> **INFORMATION GIVEN**:
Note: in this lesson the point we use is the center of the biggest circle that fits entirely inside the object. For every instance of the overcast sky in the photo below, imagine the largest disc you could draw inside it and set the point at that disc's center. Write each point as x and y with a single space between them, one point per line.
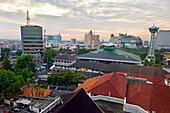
73 18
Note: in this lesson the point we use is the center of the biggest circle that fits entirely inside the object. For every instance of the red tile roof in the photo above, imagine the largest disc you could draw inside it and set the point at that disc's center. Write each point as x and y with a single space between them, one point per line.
111 82
27 91
149 97
157 80
87 84
1 66
39 59
167 76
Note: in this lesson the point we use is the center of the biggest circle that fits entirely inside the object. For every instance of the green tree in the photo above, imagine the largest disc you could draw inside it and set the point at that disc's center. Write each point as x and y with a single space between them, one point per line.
151 62
48 55
143 55
31 82
23 62
18 52
5 52
39 91
6 64
10 85
157 60
60 49
26 74
65 78
146 62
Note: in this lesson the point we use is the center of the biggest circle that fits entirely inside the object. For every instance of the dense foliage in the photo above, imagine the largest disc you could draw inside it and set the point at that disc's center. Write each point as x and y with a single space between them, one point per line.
142 52
64 78
24 66
10 85
7 63
25 61
4 52
18 52
48 55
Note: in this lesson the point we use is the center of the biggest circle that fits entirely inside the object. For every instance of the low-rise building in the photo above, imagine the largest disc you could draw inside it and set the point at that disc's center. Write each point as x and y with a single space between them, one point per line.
110 55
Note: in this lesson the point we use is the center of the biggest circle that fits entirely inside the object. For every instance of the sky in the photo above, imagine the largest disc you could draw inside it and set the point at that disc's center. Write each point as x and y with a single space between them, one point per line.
74 18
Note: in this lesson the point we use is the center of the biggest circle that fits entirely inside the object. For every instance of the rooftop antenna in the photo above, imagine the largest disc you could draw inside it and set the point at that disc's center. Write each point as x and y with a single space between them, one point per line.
28 18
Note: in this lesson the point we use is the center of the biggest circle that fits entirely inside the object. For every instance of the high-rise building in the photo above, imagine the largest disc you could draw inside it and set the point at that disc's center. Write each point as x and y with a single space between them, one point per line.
54 39
73 40
91 39
151 52
163 39
32 38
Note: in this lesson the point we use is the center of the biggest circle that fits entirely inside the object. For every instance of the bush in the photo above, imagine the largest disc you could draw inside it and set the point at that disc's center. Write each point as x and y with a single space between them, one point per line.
156 65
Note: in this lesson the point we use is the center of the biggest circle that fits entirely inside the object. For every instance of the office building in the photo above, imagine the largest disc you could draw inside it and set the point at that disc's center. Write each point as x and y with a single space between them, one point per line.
73 40
91 40
32 39
54 39
151 52
163 39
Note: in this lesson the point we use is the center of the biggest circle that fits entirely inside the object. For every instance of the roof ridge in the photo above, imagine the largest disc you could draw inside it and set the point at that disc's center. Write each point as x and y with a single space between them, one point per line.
97 85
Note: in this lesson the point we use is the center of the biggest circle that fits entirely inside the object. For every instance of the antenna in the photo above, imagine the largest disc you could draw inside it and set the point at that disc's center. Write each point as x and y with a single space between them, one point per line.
28 18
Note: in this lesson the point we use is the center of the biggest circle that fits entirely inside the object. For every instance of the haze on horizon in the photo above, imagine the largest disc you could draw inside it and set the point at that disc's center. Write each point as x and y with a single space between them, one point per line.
73 18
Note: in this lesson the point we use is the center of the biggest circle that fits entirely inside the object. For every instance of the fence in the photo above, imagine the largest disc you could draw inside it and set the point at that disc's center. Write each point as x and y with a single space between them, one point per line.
107 98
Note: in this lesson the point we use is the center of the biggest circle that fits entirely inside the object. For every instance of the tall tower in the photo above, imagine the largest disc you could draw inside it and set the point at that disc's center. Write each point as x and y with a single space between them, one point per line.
28 18
151 52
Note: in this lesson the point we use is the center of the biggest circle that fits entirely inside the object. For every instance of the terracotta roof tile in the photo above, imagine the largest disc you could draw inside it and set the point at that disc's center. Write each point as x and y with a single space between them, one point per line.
167 76
154 79
80 102
111 82
149 97
39 59
87 84
27 91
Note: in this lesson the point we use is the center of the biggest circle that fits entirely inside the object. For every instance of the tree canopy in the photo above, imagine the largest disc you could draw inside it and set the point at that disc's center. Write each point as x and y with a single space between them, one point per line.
10 85
49 54
25 61
64 78
7 63
18 52
5 52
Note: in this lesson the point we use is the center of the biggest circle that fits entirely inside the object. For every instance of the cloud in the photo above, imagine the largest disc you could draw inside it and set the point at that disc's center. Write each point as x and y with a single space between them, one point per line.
35 9
75 17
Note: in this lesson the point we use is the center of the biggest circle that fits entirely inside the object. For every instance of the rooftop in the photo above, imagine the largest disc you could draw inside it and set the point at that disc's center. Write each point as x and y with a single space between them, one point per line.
27 92
80 102
108 54
157 71
149 97
87 84
37 58
65 57
111 82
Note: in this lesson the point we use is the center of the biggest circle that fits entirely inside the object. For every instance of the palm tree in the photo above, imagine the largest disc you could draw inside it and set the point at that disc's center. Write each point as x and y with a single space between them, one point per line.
31 83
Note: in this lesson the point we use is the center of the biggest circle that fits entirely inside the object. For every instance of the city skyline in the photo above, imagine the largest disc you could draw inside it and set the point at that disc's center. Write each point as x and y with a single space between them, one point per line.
73 18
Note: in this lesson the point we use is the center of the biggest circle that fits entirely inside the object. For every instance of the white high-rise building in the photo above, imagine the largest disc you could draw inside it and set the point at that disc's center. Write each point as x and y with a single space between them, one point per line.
163 39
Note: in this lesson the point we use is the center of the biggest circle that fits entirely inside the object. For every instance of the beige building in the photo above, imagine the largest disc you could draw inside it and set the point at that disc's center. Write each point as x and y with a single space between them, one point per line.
91 39
32 39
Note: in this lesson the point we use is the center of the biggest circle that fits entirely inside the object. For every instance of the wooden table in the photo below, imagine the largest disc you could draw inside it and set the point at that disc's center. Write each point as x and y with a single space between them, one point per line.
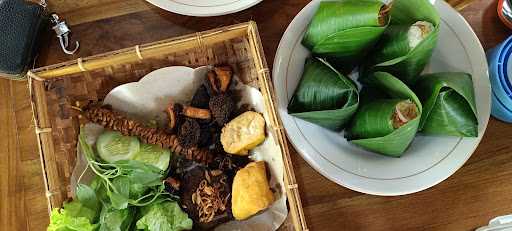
478 192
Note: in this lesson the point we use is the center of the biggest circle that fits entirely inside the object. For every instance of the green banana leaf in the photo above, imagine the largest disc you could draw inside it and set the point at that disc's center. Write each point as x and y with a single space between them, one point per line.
450 107
393 54
324 96
343 31
387 141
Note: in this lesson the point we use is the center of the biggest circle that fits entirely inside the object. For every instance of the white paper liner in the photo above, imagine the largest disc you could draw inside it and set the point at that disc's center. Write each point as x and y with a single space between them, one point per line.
147 100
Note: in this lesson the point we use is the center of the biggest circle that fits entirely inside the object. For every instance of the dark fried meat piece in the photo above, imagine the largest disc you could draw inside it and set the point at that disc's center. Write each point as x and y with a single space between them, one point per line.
206 197
201 98
189 133
222 107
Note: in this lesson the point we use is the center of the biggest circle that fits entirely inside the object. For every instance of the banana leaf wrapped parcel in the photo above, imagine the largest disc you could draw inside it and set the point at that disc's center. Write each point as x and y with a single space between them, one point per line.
407 45
344 31
324 96
386 125
449 104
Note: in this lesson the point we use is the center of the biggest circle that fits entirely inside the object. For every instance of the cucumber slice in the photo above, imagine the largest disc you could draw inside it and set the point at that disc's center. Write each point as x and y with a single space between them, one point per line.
113 146
154 155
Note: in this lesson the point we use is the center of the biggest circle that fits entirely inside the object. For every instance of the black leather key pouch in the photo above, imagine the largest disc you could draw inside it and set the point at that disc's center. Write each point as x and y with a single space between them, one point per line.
21 24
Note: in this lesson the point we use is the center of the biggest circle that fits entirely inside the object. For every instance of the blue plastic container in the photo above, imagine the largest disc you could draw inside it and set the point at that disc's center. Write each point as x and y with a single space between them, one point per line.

> **GOAL OF THE EXERCISE**: Quote the material in full and exactly; do not carry over its pictures.

> **ANSWER BELOW**:
Note: in this lesson the point we use is the center of the biggest circle that fits entirely inside the object. For every instance of the overcast sky in the photo below, imagine the largest disc you could draw inside it and set the point at that disc's center. Write each point as x and y with a single space between them, one point per line.
73 18
Note: in this lesson the point we use is the center of the biggest circle that fits entirely inside the object. For every instance of the red tile roof in the photo above, imagine the largest disc you could draw inside it and set the point at that disc's center. Write each point as x and y with a single space between them, one point per line.
111 82
27 91
149 97
157 80
87 84
1 66
39 59
167 76
Note: in this lesson the point we use is the center of the biggest circle that fits entirely inside the object. For every instance of the green tree in the photo above, imagine the largest disc you could draw inside it and set the point at that disc's center. Write each point as x and y with a single space between them, one point per line.
151 62
48 55
143 55
31 82
23 62
18 52
5 52
39 91
6 64
10 85
157 60
60 49
26 74
65 78
146 62
Note: in this lesson the point we use is the center of the biggest circle that fits entirely inside the object. For every instance of the dense foliage in the photo above, imagine the largest disc you could draw inside it and set the point at that disc's center. Write each point as x and y with a single space between them, one point per line.
142 52
64 78
24 66
10 85
7 63
25 61
4 52
18 52
48 55
Note: in this lesson the point we use is the center of the biggest circle that fits entirely inside the object. For every instance of the low-rise building in the photo above, imagine the largest disc you could draw inside it and set the point at that disc's center. Write each point as x and y with a single space between them, one point per line.
110 55
Note: in this lesson the point we use is the center of the biggest circle that fits entirely inside the object. For every instance of the sky in the photo above, imagine the largest disc you could draw inside it and set the point at that disc's center. Write each point as x and y with a single space between them, one point per line.
74 18
Note: in this lesson the point we use is the center of the biggest circle that fits entirely inside the object. For every instance of the rooftop antenna in the photo above, imagine the largest disc you could draw inside it and set the point at that disc's center. Write each point as x and y with a single space between them, one point per line.
28 18
Note: in this lesson the point we use is the center of the biggest circle that fits entirely inside the object. For every instance of the high-rise building in the photo above, imagine the largest disc you could draw inside it and set the point at that disc's center. Write each point as x and y with a single space between them, one point per line.
54 39
73 40
91 39
151 52
163 39
32 38
Note: in this lesson the point we use is the center of the biggest circle that fits entirely inside the object. For every instance of the bush in the photo above, imagine the largest disc you could draw inside it and set the point at that disc's center. Write each point as x and y with a single space between them, one point per line.
156 65
Note: in this lesson the point we use is the center of the biggest circle that fits entirely inside the object. For every instance of the office building in the photo above, imagine the largest disc you could draw inside it and set the point at that disc's center. Write each point as x and y with a single space between them, one point per line.
73 40
91 40
32 39
54 39
151 52
163 39
Note: in this lesson the point we use is the center of the biggest circle that fits entirely inside the object. For every instance of the roof ridge in the photo above, imagine the largest disc you could draw inside it and set the point at that disc's center. Write each point as x and y with a single space between them, one point per line.
97 85
Note: in this lesson the point we use is the center of the biggest circle that fits entirely inside the object. For every instance of the antenna in the photo above, imagine the largest disc you could draw inside it and set the point at that disc's center. Write each point as x and y with a single space between them, one point per line.
28 18
Note: in this lesson the point we use is the center of the biggest circle that fits entirely inside the object. For every instance of the haze on horizon in the photo above, imagine the largest disc you could draw inside it and set the point at that disc's center. Write each point as x and y with a single space between them, one point per line.
73 18
Note: in this lesson the point we use is the center of the biggest circle that fits entirely inside the object. For every instance of the fence in the photo above, imagine the largest disc you could draw inside it and set the point at that disc's center. Write each point as x and y with a single space between them, one point per line.
107 98
Note: in this lesson the point we use is the center of the biggest circle that fits entirely inside the object. For every instance of the tall tower in the photo above, imagine the largest disc you could draw inside it and set the point at that disc's center. Write each point as x and y with a single space between them, one point per line.
28 18
151 52
Note: in this lesson the point we use is the center of the biggest circle that fits entirely inside the object. For every instance of the terracotta roof tile in the photo above, imagine the largest disc you could draw inside it and set the point at that disc's center. Write each point as x and y with a single space between them, one point per line.
167 76
154 79
80 102
111 82
149 97
39 59
87 84
27 91
Note: in this lesson the point we use is the center of the biggest circle that fits entirely inside the object. For every instance of the tree canopy in the photo above, imagine the largest disc you could draw inside it and set the point at that disc's center. Write each point as x and y with a single space between them, one point per line.
10 85
49 54
25 61
64 78
7 63
18 52
5 52
Note: in this lesson the point we use is the center of the biggest circle that fits entirely inside the object. For every instance of the cloud in the photo above, imagine the largest disc you could draw inside it and set the point at that disc's center. Write each point as x and y with a single space between them, one point per line.
35 9
75 17
Note: in this lesson the point we use is the center of the biggest circle that fits entirely inside the object. For every instance of the rooftop in the photo above, imagine the largest disc you could draw inside it and set the point at that disc's center. Write each point as x and y with a single space between them, one point per line.
27 92
80 102
108 54
157 71
149 97
87 84
37 58
65 57
111 82
Note: in this lesson the point we use is the center of the biggest circle that fits entirely inside the object. For every instance of the palm tree in the photo above, imagine the largest disc you could draw inside it and set the point at that disc's center. Write each point as x and y with a single space between them, one point per line.
31 83
Note: in this lesson the point we use is the center of the biggest circle that fits entirely inside the object. For every instance of the city skyline in the photo above, imagine the largest disc you could draw inside it and set the point at that disc's center. Write each point as x and y with a single space between them, one point per line.
73 18
Note: in this lesson the point we use is the center of the biggest circle that fits entirely inside the object. For every instance of the white high-rise building in the photo above, imagine the largest disc you could draw inside it and set the point at that disc's center. Write each point as x and y with a single space between them, one point per line.
163 39
Note: in this lesson the point we use is the center of the biggest circle that fits entirely inside the object. For every instance of the beige building in the photo above, imagine the largest disc you could draw inside it and set the point at that disc's center. Write each point as x and y with a single space between them, one point per line.
91 39
32 39
Note: in this lesson the point we use is the center of the biggest circle that fits entirely inside the object. For every instance of the wooden table in the photo below, imagine the largest disc you could draw inside it and set the point at that disc's center. Write each point as x and y with a single space between them, one point per line.
478 192
Note: in this lesson the point we use is the center of the biggest circle that fits entirely inside the object. For every instance of the green banana leaf in the photo above, imagine the largest disc you could draw inside it and set the point at that disc's center. Write each point as x and y with a single space between them, one point per line.
450 107
393 54
324 96
343 31
387 141
Note: in this lesson the point we use is the center of the biggest circle that fits entirely inside the object. For every instance of the white paper liner in the photo above, imagine the largest disc you could draw inside it and set the point at that disc's center. Write each point as x and y with a single space between them, one point per line.
147 100
Note: in this lesson the point we use is the center of the biggest circle that fits entirely inside the object. For every instance of the dark fried meat piece in the photo above, imagine the largest disc you could draw inside it and set the point at that disc's center. Write each point as x and y with a single space between them, one point per line.
206 197
201 98
189 133
222 107
Note: in this lesson the point we use is the center of the biggest circle that fits entirely inside the object. For every instance of the banana leaf wrapped parcel in the photo above, imagine the largest disc you could draw inside it and set the point at that disc's center. Write each point as x and y with a single space between them, one point per line.
407 45
344 31
324 96
386 125
449 104
Note: in this lesson the point we use is the center of the biggest circle that fits entirely inside the object. For every instance of the cucumber slice in the photo above, imagine the largest disc you could draw inside it and set the point at that disc's center. Write each point as x and y with a single space between them, one point per line.
113 146
154 155
Note: in this lesson the point we use is the center of the biggest circle that fits entirely inside the object. For every instance of the black leather key pouch in the photo above, imagine the largest disc you could draw inside it and set the point at that disc's center. Write each point as x and y with a single space between them, one point per line.
21 24
Note: in this lesson the point we use is the center of the biggest circle that fits entirely inside the object. For every instance of the blue plastic container in the photo above, imagine the largest disc you could draw inside it and set the point at that disc's center. Write each point as x and y with a single space between them, one point per line.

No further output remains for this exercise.